[Saved entries]
============

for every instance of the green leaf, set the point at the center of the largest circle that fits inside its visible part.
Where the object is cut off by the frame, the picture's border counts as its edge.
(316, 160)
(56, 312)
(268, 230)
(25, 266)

============

[HOW TO COMPLETE THIS TASK]:
The records shown above are to be copied exactly, every one of them.

[WRITTEN SOLUTION]:
for every instance of the green leaf, set the point at the center of the largest circle that fits inside its visible part.
Where the object is cut off by the frame, the picture's border counts as its edge.
(316, 160)
(56, 312)
(268, 230)
(25, 266)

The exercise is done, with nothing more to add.